Exercise directions: Quote the lines word for word, from the first one through the line containing "171 107 L 173".

"""

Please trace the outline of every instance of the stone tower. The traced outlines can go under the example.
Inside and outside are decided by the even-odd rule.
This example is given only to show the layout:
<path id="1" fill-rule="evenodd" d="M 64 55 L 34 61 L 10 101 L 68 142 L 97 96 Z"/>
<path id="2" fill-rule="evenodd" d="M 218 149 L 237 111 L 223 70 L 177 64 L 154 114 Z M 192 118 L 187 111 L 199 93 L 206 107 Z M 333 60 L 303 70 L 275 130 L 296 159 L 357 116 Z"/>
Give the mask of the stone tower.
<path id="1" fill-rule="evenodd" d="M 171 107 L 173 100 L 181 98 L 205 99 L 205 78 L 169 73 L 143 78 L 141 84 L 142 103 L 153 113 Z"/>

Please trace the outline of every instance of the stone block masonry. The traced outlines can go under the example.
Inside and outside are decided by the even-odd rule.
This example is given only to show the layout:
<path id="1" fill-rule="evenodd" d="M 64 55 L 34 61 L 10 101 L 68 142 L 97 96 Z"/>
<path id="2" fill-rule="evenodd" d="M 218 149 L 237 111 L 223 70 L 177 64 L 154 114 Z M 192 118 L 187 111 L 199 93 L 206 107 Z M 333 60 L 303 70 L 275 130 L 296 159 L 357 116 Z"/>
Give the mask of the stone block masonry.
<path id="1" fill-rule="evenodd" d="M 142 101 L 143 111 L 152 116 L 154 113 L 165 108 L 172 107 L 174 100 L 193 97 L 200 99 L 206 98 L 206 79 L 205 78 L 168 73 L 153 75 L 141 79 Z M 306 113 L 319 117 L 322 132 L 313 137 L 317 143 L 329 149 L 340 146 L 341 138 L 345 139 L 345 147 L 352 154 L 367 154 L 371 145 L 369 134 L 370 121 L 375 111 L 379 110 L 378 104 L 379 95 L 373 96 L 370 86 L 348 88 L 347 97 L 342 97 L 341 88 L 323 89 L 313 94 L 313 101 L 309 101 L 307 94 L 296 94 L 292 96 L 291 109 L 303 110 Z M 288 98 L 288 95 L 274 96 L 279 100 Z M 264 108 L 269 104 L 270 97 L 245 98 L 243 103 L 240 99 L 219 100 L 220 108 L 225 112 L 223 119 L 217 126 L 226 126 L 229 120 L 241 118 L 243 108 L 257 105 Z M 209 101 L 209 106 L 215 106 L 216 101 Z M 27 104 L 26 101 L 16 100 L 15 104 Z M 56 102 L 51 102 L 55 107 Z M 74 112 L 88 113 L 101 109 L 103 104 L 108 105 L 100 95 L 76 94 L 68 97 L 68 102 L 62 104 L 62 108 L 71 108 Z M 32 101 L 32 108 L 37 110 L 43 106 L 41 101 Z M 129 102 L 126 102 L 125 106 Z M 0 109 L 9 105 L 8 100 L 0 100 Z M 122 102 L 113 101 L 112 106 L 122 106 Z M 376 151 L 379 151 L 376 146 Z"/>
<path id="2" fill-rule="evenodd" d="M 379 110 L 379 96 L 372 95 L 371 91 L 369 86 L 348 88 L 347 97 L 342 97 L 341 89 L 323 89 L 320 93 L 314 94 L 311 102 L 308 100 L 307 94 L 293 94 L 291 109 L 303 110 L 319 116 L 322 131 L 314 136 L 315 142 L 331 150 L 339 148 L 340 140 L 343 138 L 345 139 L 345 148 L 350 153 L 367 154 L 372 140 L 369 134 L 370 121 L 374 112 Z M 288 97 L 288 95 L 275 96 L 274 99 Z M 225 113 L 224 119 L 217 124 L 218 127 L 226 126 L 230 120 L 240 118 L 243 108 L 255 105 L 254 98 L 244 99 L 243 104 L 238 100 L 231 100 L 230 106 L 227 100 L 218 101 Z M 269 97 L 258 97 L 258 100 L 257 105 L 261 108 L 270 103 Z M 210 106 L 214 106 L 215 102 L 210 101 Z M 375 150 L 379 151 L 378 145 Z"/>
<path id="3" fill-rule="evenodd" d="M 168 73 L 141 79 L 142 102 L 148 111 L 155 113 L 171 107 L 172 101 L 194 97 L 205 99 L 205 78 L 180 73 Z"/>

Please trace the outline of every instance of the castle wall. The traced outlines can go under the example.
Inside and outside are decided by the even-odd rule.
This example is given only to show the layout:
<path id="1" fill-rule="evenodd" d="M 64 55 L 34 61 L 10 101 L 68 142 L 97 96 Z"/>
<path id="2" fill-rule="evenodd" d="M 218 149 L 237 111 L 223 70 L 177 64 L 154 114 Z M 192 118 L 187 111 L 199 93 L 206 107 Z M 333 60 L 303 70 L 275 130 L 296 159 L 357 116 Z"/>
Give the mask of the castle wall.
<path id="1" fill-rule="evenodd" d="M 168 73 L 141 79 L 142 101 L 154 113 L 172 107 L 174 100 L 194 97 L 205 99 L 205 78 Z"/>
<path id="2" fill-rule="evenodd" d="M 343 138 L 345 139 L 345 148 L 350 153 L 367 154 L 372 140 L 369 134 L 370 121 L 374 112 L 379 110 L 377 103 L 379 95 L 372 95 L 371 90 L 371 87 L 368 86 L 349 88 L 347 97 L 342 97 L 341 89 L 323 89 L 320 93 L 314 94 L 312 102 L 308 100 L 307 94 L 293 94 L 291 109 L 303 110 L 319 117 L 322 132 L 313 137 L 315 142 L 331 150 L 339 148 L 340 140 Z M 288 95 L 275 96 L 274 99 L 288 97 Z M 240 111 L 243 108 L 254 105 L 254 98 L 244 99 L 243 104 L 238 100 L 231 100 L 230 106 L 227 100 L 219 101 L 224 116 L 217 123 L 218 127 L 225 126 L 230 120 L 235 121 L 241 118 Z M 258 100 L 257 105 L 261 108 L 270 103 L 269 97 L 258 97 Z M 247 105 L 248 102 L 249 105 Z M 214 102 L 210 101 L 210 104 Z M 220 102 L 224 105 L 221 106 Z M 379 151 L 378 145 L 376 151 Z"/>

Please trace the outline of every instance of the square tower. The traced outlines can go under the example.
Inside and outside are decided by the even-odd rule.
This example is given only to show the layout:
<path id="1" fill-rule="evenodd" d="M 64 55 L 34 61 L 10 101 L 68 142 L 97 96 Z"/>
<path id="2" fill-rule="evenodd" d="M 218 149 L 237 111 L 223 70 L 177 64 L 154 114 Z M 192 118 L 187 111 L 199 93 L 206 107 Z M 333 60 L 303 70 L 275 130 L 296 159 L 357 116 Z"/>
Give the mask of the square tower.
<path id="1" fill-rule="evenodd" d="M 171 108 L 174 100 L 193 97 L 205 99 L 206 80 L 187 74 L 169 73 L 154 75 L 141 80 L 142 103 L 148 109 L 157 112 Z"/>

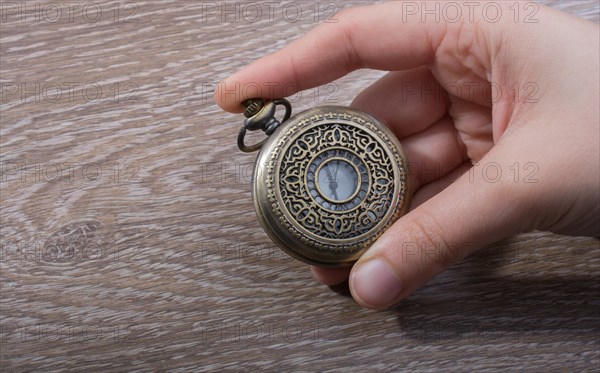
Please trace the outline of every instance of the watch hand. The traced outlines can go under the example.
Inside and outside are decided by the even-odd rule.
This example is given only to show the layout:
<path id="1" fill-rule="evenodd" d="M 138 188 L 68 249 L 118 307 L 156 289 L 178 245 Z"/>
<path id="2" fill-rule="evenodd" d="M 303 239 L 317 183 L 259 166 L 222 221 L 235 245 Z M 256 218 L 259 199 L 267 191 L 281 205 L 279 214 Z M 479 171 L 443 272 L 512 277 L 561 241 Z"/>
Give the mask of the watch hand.
<path id="1" fill-rule="evenodd" d="M 325 166 L 325 173 L 327 173 L 327 180 L 329 180 L 329 182 L 332 182 L 334 179 L 333 170 L 331 170 L 329 167 Z"/>
<path id="2" fill-rule="evenodd" d="M 337 179 L 337 169 L 340 167 L 340 161 L 335 161 L 335 169 L 333 171 L 333 178 Z"/>

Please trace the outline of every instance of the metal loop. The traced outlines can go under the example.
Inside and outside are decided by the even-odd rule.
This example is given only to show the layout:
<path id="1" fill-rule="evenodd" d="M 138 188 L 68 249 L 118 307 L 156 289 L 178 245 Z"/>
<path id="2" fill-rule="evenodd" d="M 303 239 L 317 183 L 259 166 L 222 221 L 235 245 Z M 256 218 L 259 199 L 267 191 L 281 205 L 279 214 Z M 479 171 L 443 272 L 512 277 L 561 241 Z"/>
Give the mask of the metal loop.
<path id="1" fill-rule="evenodd" d="M 283 119 L 281 120 L 281 122 L 279 122 L 273 115 L 272 119 L 274 119 L 274 121 L 271 120 L 271 121 L 269 121 L 269 123 L 265 123 L 265 126 L 261 129 L 267 134 L 267 136 L 270 136 L 273 132 L 275 132 L 277 127 L 279 127 L 279 125 L 281 123 L 290 119 L 290 116 L 292 115 L 292 105 L 290 104 L 290 102 L 288 100 L 286 100 L 284 98 L 278 98 L 278 99 L 273 100 L 273 103 L 275 104 L 275 106 L 277 106 L 277 105 L 284 106 L 285 114 L 283 115 Z M 273 123 L 273 122 L 275 122 L 275 123 Z M 270 125 L 267 126 L 267 124 L 270 124 Z M 268 140 L 268 137 L 267 137 L 263 141 L 261 141 L 257 144 L 247 146 L 244 143 L 244 138 L 246 137 L 246 131 L 247 131 L 246 127 L 242 126 L 242 128 L 240 128 L 240 132 L 238 133 L 238 148 L 240 148 L 240 150 L 243 151 L 244 153 L 251 153 L 251 152 L 255 152 L 255 151 L 259 150 Z"/>

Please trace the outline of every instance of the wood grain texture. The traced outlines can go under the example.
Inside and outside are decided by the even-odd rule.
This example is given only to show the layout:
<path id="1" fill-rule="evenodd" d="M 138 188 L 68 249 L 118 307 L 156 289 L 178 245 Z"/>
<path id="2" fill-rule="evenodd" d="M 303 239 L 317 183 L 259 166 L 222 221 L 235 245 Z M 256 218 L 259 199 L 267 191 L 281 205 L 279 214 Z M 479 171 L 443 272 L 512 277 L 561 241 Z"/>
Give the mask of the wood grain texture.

"""

Written response:
Please trace the outline of every instance of the stone tower. The traced outlines can go under the example.
Inside and outside are decided by the even-odd rule.
This example is given only to show the layout:
<path id="1" fill-rule="evenodd" d="M 64 55 L 34 61 L 10 101 L 68 142 L 97 96 Z"/>
<path id="2" fill-rule="evenodd" d="M 218 149 L 237 111 L 223 70 L 177 64 L 154 114 Z M 192 118 L 187 111 L 199 93 L 206 107 Z M 333 60 L 303 70 L 275 130 L 296 159 L 357 116 Z"/>
Give the mask of the stone tower.
<path id="1" fill-rule="evenodd" d="M 171 107 L 173 100 L 181 98 L 205 99 L 205 78 L 169 73 L 143 78 L 141 84 L 142 103 L 153 113 Z"/>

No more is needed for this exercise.